◆ Instructions for the task
Reproduce each of the following lines word for word, in the same order.

◆ The records

════════════════

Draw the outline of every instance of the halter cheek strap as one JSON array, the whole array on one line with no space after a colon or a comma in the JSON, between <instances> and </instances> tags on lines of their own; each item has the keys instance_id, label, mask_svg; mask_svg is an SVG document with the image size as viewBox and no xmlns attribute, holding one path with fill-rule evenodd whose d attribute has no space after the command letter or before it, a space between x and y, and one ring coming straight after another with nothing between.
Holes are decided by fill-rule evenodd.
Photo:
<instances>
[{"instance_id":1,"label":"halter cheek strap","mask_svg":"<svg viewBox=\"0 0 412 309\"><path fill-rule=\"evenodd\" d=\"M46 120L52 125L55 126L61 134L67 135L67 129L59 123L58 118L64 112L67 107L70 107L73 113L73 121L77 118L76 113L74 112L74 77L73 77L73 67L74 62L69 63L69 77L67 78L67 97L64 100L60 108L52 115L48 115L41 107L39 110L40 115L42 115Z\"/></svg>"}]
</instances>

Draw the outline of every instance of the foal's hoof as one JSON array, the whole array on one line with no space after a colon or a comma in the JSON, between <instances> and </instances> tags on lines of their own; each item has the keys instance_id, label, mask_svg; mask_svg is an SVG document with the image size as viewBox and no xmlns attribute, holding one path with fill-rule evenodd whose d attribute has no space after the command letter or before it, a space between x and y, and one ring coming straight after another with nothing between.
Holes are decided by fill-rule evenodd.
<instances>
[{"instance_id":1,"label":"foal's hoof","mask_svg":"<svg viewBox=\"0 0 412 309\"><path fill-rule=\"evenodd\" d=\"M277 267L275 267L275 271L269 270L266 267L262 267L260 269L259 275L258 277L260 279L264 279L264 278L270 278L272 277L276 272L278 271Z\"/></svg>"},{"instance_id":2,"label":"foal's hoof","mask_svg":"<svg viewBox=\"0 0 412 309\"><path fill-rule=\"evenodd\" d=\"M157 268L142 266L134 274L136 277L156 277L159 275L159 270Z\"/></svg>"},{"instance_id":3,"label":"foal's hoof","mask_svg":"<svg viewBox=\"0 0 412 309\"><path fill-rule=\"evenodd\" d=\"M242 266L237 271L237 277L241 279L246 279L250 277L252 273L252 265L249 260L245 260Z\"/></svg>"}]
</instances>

════════════════

◆ Response
Draw the outline of every instance of the halter cheek strap as one JSON array, the whole array on one line with no space after a colon or a comma in the JSON, between <instances> and </instances> tags on lines of their own; each item has the keys instance_id, label, mask_svg; mask_svg is an SVG document with the image size as viewBox and no xmlns attribute, holding one path with fill-rule evenodd whose d attribute has no space after the command letter or before it, a space between x and y, and one ring coming straight after another with nothing between.
Holes are decided by fill-rule evenodd.
Photo:
<instances>
[{"instance_id":1,"label":"halter cheek strap","mask_svg":"<svg viewBox=\"0 0 412 309\"><path fill-rule=\"evenodd\" d=\"M46 120L52 125L55 126L61 134L67 135L67 129L59 123L58 118L64 112L67 107L70 107L73 113L73 121L77 118L76 113L74 112L74 77L73 77L73 67L74 62L69 63L69 77L67 78L67 97L64 100L60 108L52 115L48 115L41 107L39 110L40 115L42 115Z\"/></svg>"}]
</instances>

Draw the outline of every instance of the foal's hoof as one JSON array, the whole array on one line with no space after a colon or a comma in the JSON, between <instances> and </instances> tags on lines of their own; each item has the keys instance_id, label, mask_svg; mask_svg is an SVG document with the image size as viewBox and no xmlns attribute, holding one path with fill-rule evenodd whose d attribute has no space after the command letter or before it, a space between x and y, and one ring coming straight after another with nothing between.
Holes are decided by fill-rule evenodd.
<instances>
[{"instance_id":1,"label":"foal's hoof","mask_svg":"<svg viewBox=\"0 0 412 309\"><path fill-rule=\"evenodd\" d=\"M277 267L275 267L275 271L269 270L266 267L262 267L260 269L259 275L258 277L260 279L264 279L264 278L270 278L272 277L276 272L278 271Z\"/></svg>"},{"instance_id":2,"label":"foal's hoof","mask_svg":"<svg viewBox=\"0 0 412 309\"><path fill-rule=\"evenodd\" d=\"M157 268L142 266L134 274L136 277L156 277L159 275L159 270Z\"/></svg>"},{"instance_id":3,"label":"foal's hoof","mask_svg":"<svg viewBox=\"0 0 412 309\"><path fill-rule=\"evenodd\" d=\"M242 266L237 271L237 277L241 279L246 279L250 277L252 273L252 265L249 260L245 260Z\"/></svg>"}]
</instances>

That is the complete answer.